_Data_.

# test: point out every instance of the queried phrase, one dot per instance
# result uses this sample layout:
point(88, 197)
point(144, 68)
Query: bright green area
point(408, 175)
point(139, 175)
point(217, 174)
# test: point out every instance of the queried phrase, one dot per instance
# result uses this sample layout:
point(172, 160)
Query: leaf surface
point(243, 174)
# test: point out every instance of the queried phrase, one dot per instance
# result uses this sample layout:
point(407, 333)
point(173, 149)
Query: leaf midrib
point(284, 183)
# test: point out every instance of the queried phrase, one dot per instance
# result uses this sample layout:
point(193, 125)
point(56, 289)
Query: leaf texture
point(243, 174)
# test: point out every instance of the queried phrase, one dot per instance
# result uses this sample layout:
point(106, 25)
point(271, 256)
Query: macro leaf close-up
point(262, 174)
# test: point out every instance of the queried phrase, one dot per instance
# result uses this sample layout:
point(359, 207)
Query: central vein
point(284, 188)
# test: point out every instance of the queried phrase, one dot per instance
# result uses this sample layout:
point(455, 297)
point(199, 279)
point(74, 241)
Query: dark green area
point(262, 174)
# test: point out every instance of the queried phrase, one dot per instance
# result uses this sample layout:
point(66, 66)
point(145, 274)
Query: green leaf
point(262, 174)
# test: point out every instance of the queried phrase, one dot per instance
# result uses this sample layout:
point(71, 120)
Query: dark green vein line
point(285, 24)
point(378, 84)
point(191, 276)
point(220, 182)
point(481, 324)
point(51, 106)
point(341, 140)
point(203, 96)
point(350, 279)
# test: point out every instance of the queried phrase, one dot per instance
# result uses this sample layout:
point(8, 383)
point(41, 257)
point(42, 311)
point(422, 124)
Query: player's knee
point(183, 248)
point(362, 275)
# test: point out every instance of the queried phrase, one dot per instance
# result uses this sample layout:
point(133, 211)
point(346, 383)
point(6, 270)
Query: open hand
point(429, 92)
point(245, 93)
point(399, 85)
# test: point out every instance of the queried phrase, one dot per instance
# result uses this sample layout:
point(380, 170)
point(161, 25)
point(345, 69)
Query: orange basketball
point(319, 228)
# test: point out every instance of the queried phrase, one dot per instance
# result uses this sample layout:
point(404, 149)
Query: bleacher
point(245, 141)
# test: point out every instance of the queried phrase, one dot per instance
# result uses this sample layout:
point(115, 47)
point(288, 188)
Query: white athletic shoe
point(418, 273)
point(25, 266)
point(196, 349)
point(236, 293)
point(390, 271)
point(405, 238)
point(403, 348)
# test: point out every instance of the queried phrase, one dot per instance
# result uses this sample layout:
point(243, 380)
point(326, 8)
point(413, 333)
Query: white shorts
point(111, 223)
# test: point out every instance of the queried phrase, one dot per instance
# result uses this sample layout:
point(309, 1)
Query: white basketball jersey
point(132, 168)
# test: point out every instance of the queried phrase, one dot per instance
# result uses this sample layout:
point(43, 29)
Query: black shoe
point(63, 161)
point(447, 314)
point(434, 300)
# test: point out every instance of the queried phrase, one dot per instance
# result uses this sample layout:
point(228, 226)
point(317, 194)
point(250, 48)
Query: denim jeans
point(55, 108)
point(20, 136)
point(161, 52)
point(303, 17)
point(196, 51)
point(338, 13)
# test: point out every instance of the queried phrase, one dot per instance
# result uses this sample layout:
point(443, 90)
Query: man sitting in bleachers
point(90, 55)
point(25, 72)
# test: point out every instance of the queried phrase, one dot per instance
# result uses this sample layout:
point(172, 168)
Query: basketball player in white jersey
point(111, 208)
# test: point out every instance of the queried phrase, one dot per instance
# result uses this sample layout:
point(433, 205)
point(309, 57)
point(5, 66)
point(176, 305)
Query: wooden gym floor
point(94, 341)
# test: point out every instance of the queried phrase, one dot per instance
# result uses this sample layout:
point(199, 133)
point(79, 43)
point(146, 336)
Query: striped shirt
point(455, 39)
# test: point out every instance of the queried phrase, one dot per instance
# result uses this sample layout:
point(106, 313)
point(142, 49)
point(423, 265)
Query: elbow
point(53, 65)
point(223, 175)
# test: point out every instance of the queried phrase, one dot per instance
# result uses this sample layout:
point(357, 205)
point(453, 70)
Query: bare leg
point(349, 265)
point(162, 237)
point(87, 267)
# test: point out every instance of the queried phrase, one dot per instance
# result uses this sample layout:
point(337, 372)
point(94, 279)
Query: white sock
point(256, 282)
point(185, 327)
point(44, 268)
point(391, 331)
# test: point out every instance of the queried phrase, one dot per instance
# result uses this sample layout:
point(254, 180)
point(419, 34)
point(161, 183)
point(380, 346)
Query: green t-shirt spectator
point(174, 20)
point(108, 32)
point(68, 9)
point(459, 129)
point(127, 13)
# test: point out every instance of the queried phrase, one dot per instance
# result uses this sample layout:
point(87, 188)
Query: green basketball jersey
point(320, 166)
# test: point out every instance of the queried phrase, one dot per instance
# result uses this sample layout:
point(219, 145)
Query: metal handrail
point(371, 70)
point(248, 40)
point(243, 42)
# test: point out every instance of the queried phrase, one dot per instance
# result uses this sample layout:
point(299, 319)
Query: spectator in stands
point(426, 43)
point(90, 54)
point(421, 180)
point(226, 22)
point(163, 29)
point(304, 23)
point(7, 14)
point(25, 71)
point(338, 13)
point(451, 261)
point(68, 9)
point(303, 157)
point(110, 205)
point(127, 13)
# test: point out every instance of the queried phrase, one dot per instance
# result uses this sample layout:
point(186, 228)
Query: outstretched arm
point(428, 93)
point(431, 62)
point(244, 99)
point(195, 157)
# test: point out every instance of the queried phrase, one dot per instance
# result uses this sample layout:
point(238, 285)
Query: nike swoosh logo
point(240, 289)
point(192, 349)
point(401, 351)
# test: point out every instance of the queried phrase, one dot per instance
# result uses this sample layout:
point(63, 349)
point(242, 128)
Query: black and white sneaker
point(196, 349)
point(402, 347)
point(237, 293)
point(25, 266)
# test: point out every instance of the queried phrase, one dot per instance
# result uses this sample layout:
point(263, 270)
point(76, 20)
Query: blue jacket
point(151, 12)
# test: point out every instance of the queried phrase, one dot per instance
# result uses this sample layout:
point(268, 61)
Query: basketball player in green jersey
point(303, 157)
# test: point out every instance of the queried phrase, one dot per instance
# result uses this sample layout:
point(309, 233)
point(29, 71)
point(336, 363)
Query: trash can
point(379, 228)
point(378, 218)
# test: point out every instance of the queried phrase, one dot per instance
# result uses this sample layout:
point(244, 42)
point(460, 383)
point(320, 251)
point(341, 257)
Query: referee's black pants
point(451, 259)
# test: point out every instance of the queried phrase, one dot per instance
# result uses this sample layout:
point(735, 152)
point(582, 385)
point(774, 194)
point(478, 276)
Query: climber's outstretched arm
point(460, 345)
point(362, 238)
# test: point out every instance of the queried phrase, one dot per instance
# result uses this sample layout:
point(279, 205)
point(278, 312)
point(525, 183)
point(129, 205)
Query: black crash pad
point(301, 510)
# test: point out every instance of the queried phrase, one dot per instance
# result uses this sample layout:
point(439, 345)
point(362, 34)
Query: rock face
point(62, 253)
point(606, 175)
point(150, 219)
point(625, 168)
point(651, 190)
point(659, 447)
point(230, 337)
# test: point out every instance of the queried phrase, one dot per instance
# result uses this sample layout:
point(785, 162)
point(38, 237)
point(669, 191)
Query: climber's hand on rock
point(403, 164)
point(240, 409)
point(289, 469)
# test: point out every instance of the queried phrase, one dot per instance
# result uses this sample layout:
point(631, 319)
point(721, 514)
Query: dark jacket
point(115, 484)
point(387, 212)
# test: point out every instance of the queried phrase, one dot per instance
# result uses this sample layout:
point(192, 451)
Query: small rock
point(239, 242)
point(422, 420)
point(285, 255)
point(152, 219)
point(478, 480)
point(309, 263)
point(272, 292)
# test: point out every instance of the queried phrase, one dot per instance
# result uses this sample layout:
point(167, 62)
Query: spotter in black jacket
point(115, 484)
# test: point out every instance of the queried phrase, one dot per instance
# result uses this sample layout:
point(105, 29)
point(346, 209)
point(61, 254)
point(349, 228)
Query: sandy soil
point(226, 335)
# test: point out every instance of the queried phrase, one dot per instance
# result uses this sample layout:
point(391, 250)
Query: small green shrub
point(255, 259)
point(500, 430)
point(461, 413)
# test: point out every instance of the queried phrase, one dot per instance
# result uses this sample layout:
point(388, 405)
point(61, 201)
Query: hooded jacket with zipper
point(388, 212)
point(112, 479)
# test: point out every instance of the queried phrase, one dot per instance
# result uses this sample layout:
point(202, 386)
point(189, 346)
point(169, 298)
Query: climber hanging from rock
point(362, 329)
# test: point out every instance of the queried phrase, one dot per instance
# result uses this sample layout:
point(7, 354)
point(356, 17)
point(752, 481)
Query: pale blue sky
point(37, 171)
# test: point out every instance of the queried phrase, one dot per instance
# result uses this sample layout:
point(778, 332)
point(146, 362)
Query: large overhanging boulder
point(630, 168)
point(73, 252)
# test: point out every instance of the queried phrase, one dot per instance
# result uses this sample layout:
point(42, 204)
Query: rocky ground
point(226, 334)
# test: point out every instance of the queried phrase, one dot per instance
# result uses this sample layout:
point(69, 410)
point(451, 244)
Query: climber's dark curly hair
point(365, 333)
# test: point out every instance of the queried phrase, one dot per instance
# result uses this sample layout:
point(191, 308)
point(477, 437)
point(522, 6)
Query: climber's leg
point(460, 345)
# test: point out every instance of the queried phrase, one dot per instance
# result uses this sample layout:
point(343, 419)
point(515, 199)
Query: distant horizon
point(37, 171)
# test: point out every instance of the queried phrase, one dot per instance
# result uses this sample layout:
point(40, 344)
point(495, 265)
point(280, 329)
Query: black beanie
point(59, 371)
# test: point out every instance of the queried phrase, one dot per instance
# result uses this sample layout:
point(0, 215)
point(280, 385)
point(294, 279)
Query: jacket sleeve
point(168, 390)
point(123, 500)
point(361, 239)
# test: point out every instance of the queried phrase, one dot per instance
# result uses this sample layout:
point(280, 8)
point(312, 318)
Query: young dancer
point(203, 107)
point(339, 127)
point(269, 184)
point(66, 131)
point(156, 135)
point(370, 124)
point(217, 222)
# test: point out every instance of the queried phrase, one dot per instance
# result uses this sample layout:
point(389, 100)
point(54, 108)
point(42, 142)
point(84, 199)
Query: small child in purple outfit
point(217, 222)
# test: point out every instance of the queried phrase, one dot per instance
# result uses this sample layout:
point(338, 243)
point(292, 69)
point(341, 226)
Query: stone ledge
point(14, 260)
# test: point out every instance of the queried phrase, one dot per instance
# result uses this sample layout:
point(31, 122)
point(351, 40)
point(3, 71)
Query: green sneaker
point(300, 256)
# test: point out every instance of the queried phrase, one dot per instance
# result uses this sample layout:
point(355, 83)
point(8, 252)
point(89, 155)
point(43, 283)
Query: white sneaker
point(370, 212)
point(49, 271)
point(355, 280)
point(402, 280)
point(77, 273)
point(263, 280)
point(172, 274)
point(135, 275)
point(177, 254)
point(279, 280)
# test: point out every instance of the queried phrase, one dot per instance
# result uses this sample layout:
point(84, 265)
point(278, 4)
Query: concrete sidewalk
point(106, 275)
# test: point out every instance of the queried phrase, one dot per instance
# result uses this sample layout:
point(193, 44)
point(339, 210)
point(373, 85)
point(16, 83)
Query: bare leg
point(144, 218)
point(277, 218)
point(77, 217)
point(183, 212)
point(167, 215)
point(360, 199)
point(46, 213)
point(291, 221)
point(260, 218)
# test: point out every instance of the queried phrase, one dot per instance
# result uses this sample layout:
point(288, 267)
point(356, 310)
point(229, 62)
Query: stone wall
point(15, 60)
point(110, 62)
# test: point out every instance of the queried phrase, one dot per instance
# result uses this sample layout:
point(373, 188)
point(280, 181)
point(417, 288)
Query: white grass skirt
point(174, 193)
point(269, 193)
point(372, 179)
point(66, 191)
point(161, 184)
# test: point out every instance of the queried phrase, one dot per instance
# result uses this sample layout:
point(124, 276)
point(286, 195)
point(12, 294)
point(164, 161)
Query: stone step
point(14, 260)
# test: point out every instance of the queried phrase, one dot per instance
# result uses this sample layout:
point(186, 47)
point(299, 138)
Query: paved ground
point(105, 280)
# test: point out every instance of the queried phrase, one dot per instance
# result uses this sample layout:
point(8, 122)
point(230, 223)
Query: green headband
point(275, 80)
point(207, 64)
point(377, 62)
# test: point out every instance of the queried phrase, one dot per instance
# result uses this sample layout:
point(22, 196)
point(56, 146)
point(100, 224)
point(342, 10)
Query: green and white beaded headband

_Task to carry out_. Starting at the line that contains "Query: white grass skirt", copy each line through the last one in the records, exactly, and output nothing else.

_Reply to the task_.
Query: white grass skirt
point(174, 193)
point(269, 193)
point(372, 179)
point(66, 191)
point(161, 184)
# test: point out every instance of the queried phrase, one dot per instance
# result uses this sample layout:
point(124, 276)
point(286, 195)
point(12, 294)
point(164, 161)
Query: stone step
point(14, 260)
# test: point out every instance of the queried phrase, one dot per instance
# result uses this sample layout:
point(186, 47)
point(299, 138)
Query: paved ground
point(105, 280)
# test: point out every instance of the queried phrase, one dot per instance
# result uses this sample layout:
point(8, 122)
point(230, 223)
Query: green headband
point(275, 80)
point(207, 64)
point(377, 62)
# test: point out every instance of the queried phrase, one dot per instance
# result uses this sample layout:
point(22, 196)
point(56, 146)
point(100, 224)
point(342, 10)
Query: green and white beaded headband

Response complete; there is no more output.